**Task prompt**
Set down the line that contains "Shelf audit: locate every instance of the tall dry" and every line after it to the end of the entries, exactly as they stand and nothing more.

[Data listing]
···

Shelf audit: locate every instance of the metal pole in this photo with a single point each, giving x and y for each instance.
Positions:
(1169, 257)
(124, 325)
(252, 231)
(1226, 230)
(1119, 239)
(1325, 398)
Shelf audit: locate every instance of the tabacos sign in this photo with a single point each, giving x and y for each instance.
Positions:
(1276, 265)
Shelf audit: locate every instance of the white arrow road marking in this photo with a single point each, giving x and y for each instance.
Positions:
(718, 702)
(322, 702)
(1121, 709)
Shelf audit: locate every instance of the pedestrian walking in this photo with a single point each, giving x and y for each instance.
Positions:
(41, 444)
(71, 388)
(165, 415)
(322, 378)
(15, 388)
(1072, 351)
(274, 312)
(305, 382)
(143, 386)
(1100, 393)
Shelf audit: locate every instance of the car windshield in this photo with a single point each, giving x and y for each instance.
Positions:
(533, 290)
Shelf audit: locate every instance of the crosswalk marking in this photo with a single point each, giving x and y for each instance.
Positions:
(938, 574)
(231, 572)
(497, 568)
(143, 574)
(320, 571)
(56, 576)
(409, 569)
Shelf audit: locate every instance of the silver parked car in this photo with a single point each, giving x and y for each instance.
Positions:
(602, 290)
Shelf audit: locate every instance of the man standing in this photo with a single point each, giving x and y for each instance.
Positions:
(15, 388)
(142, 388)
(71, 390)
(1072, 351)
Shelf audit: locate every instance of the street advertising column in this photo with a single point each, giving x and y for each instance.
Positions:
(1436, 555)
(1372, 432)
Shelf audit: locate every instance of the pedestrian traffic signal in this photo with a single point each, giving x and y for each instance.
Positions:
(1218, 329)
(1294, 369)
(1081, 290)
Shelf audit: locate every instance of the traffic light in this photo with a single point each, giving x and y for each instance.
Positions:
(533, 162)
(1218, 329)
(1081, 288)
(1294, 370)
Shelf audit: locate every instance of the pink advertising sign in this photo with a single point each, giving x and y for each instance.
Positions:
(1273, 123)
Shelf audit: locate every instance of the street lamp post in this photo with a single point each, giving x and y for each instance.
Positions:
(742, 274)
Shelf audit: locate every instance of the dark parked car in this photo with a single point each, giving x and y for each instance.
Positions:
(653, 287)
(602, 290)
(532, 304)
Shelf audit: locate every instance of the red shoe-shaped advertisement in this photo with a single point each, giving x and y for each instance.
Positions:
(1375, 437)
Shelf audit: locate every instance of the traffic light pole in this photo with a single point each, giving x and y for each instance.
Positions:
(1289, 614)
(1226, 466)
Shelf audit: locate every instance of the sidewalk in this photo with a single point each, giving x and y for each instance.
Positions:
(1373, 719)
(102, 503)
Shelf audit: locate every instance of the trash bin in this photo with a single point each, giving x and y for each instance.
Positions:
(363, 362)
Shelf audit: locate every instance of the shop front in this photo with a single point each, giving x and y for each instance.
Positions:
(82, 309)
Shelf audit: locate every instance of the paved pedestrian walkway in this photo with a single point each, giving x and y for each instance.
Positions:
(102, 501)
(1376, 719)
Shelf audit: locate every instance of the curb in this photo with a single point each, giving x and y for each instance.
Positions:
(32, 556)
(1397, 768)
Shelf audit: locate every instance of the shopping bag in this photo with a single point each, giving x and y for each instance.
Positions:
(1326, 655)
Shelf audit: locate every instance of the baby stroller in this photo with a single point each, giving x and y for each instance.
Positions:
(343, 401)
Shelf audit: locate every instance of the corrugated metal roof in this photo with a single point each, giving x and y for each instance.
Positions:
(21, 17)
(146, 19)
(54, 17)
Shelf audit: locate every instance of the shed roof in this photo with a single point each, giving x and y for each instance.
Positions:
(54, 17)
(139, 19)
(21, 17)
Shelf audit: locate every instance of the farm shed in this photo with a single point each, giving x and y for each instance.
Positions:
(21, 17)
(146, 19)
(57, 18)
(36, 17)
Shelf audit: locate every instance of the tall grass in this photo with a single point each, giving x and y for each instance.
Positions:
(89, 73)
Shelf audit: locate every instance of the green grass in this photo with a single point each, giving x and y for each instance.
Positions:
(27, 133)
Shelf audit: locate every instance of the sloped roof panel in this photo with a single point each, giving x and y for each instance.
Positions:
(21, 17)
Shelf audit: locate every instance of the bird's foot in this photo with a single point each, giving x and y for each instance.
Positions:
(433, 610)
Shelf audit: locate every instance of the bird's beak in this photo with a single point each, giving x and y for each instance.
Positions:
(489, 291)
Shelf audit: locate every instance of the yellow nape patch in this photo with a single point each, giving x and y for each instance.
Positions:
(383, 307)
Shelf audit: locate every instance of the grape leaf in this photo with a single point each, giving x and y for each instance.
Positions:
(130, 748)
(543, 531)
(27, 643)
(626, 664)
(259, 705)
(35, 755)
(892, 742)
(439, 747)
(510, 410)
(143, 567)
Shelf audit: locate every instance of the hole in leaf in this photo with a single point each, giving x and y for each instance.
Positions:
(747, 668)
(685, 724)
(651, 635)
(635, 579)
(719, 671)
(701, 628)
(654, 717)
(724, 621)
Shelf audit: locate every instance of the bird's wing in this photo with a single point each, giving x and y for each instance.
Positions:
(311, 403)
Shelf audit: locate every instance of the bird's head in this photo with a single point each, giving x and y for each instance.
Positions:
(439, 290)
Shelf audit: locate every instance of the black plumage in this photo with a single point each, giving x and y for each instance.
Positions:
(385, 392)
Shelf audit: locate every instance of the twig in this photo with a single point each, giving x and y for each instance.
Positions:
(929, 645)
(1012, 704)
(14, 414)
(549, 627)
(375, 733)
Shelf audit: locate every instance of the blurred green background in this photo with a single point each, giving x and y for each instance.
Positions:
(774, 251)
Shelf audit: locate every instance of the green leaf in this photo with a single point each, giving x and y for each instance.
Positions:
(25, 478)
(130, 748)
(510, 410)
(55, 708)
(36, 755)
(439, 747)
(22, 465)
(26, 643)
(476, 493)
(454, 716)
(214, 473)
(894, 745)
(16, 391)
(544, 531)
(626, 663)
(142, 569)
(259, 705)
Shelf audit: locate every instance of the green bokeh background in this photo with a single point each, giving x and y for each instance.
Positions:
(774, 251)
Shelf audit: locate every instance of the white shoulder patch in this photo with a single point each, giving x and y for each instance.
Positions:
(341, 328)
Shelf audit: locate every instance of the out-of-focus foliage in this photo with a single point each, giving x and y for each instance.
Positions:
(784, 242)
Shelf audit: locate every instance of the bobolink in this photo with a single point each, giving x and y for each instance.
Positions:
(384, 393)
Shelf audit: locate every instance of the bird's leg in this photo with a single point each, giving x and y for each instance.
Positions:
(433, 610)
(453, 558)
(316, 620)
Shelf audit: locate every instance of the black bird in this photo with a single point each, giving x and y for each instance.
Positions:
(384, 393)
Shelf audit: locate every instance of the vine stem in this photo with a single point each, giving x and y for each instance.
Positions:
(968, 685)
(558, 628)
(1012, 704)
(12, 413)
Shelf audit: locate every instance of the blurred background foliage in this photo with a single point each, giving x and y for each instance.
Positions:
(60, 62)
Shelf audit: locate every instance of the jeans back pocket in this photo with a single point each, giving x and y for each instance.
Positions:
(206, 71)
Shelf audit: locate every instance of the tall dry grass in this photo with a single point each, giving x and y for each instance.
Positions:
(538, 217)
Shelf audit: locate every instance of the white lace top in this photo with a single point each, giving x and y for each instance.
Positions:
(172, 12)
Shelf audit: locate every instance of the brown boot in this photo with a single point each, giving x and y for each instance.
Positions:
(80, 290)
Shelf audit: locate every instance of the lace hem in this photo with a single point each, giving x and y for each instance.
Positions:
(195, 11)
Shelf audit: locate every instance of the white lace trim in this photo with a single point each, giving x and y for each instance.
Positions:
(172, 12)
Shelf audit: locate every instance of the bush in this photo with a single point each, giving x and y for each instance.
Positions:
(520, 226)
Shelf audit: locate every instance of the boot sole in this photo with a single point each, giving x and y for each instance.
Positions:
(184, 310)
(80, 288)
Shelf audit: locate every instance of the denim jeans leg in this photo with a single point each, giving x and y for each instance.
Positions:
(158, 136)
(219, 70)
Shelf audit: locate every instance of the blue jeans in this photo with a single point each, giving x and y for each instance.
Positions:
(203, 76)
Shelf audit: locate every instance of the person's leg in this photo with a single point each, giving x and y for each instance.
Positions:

···

**Solution for this exercise**
Shelf audit: locate every instance of the tall dry grass in this photo with a single point each, giving x and y for each instance.
Positions:
(538, 217)
Shelf audit: locate every instance of the white lace top in this photo with a single point each, giving x and y for each instance.
Positions:
(172, 12)
Shelf audit: locate every instance of the brown boot in this photo with a single point each, giving x and y for each instance.
Positions:
(80, 290)
Shelf audit: locate every instance of the lace hem in this photo with a single point each, giving x and y for each instance.
Positions:
(195, 11)
Shelf audit: locate every instance of the white lace trim in this photo with a single point each, giving x and y for each instance.
Positions:
(172, 12)
Shelf audit: locate every instance of the bush in this photo with a single point each, giving x and y for each instance.
Positions:
(520, 226)
Shelf audit: locate every instance of the boot sole in this photo with a single point each, giving x and y for each instance.
Positions:
(184, 310)
(80, 288)
Shelf audit: locate every instance of the denim jeans leg in this photo with a single point each, giving x and y for each instance.
Positions:
(158, 136)
(219, 70)
Shelf audit: locate every instance of the blue jeans in this photo with a single point each, giving x and y for each instance.
Positions:
(203, 76)
Shelf audit: locate every instance of the person's leg in this photo with a single point each, giving x and y for each instance.
Positions:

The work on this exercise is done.